▶ **Activities**:
1. Write out everything in the market news report from "The Hang Seng index surged" down to "of anti-COVID measures.".
2. Continue the market news report on oil prices and Asian stocks from the point where it stops.

Oil rebounds after hitting 2022 lows, demand concerns cap gains

Oil prices rebounded in Asian trade on Thursday after slumping to their lowest level this year in the previous session, though concerns of economic slowdowns weakening fuel demand continued to cap gains.

Brent crude futures were up 70 cents or 0.9% at $77.87 per barrel by 0500 GMT, while U.S. West Texas Intermediate (WTI) crude futures gained 74 cents or 1.0% to $72.75 per barrel.

Brent had settled on Wednesday below the year’s previous closing low touched on the first day of 2022, while U.S. West Texas Intermediate crude had fallen to a fresh yearly low.

U.S. crude production rose to 12.2 million barrels per day last week, its highest level since August, the Energy Information Administration said on Wednesday. [EIA/S]

While U.S. crude stocks fell last week, gasoline and distillate inventories surged, adding to concerns about easing demand.

 

Asia stocks sink, Hong Kong rallies on reopening hopes

Most Asian stock markets sank on Thursday as mixed economic signals from Japan and fears of a U.S. recession dented sentiment, although the Hang Seng index rallied on reports that Hong Kong plans to further relax COVID curbs

The Hang Seng index surged nearly 3% as a local media outlet said that the local government plans to follow China in relaxing more COVID curbs.

China on Wednesday announced the further relaxation of movement curbs and testing mandates in most major cities, its biggest yet loosening of anti-COVID measures.

The move indicated that Beijing plans to further scale back its strict zero-COVID policy, which could bode well for local markets that were battered by weakening economic trends this year. Some of the optimism that had driven the rally is being put to the test,” said Shane Oliver, head of investment strategy at Australia’s AMP (OTC:AMLTF)

▶ **Listed entries**:

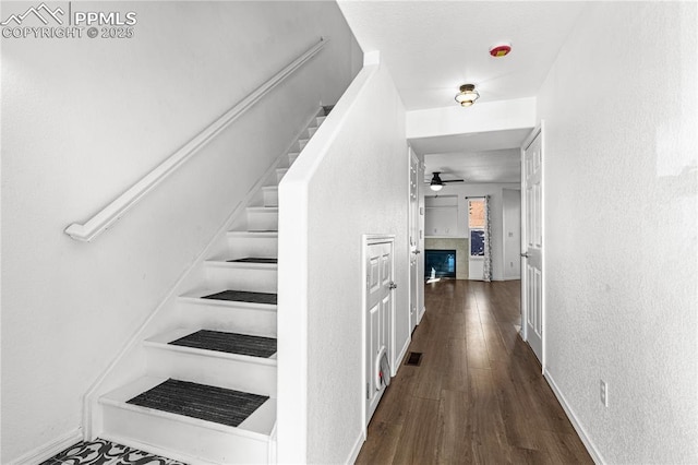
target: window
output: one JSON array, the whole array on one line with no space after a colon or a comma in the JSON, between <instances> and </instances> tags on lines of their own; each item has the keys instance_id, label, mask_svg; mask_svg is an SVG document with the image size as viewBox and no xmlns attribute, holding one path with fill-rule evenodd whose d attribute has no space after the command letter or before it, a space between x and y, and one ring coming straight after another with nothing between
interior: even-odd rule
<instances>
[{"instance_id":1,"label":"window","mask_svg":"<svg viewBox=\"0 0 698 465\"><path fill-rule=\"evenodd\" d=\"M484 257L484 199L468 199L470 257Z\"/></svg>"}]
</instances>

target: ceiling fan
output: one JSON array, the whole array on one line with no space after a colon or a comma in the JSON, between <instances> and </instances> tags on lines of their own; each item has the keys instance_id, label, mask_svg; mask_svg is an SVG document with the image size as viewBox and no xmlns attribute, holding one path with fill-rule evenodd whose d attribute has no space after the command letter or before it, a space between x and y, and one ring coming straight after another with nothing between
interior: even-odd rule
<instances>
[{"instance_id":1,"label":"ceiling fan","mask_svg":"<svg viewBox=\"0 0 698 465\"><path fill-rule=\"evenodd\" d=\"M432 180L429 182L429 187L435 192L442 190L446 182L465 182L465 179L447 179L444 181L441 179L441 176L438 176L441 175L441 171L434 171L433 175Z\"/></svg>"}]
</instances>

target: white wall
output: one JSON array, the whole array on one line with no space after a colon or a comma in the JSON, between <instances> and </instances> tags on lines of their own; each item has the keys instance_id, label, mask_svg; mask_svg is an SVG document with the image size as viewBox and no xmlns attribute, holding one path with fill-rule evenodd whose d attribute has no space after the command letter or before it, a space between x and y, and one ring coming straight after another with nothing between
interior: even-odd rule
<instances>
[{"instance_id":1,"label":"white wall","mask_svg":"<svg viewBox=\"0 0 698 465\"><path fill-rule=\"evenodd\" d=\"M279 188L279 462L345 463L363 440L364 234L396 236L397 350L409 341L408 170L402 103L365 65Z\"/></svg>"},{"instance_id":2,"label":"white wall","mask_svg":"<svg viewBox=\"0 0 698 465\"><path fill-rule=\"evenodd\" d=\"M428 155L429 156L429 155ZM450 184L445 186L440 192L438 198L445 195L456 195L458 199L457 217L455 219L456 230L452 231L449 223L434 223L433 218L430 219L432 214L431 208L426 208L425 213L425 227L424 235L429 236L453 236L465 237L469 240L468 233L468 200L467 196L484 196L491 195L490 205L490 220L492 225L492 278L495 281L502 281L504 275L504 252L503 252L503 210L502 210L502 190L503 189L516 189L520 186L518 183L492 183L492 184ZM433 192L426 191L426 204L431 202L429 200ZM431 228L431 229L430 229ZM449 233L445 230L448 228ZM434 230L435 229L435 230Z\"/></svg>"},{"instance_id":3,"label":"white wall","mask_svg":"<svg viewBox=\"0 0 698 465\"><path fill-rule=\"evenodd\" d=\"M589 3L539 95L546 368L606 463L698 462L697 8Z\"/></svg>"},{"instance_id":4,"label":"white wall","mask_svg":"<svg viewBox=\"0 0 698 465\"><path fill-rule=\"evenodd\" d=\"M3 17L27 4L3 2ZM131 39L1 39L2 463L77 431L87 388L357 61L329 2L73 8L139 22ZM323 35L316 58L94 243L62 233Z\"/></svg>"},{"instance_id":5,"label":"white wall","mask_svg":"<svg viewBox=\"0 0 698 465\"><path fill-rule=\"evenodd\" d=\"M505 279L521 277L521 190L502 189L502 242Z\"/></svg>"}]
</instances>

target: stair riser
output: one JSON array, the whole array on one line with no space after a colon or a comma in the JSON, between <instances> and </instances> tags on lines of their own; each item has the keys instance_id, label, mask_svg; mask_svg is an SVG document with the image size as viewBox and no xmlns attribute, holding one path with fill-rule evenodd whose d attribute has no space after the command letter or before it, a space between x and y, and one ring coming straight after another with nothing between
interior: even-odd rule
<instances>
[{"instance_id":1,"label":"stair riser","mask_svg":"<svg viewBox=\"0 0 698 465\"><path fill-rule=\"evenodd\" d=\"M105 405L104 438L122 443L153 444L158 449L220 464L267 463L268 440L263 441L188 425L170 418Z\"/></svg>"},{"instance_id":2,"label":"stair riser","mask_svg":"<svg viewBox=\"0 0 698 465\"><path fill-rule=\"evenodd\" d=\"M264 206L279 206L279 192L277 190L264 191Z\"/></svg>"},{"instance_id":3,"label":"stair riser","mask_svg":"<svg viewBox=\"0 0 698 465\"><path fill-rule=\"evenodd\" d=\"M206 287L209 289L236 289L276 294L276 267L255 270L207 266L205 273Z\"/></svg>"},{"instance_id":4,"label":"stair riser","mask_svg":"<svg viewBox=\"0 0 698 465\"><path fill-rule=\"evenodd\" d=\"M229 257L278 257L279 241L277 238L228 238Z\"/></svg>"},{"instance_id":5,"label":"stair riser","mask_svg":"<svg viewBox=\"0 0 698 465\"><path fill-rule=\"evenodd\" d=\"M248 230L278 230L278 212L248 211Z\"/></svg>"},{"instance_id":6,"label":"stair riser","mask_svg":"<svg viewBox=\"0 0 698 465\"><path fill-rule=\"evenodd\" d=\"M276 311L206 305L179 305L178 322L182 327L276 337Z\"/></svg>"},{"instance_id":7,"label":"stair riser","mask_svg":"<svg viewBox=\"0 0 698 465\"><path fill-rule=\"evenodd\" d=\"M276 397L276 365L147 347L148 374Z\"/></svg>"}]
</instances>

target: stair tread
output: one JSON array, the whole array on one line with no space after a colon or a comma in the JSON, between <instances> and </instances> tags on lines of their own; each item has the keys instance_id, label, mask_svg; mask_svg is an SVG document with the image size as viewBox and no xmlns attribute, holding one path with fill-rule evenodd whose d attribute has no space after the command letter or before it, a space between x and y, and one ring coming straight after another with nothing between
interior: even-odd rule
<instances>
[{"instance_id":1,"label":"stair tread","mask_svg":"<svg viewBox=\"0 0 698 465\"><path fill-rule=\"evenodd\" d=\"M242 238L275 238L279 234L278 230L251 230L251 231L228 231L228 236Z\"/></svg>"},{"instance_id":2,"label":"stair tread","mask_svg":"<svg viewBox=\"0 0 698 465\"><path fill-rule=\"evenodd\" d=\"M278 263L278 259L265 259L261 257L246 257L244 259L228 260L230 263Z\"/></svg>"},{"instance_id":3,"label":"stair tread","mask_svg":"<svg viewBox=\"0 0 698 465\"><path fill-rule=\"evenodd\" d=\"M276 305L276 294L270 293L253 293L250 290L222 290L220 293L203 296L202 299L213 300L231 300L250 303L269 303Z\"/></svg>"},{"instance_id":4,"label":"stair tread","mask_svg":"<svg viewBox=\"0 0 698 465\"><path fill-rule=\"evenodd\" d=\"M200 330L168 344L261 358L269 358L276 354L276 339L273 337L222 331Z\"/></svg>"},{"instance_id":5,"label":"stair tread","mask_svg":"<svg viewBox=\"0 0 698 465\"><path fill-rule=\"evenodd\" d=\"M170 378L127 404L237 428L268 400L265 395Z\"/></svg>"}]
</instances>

--

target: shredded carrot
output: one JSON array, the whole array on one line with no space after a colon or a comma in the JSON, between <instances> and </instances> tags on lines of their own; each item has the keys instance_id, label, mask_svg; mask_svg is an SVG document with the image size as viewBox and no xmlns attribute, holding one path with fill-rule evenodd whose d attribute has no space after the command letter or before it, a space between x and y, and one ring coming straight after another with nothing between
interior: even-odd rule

▶ **Task answers**:
1.
The Hang Seng index surged nearly 3% as a local media outlet said that the local government plans to follow China in relaxing more COVID curbs.

China on Wednesday announced the further relaxation of movement curbs and testing mandates in most major cities, its biggest yet loosening of anti-COVID measures.

2.
Dollar tries to find footing as recession worries simmer

The U.S. dollar clawed back some of the previous day’s declines on Thursday as investors weighed the outlook for Federal Reserve policy amid simmering fears that high interest rates could spur a recession.

With Japan’s own long-term yields pegged near zero by the central bank, the yen slid as long-term U.S. Treasury yields clambored off three-month lows.

Meanwhile, the yuan hovered close to an almost three-month high after China revealed a loosening of stifling COVID restrictions.

The U.S. dollar index – which gauges the greenback versus six counterparts – ticked up 0.19% to 105.33 in the Asian session, bouncing after a 0.42% slide overnight, its first decline since Friday.

While investors have been anticipating the Fed will soon slow its tightening pace, recent upbeat U.S. employment, services and factory data have added to investor uncertainty over the policy outlook.

Money markets price 91% odds that the policy-setting Federal Open Market Committee will raise rates by half a point on Dec. 14, with just 9% probability for another 75-basis point increase. Rates are now seen peaking at just below 5% in May.

Fed policy makers will have the benefit of seeing the latest consumer inflation data a day before the decision.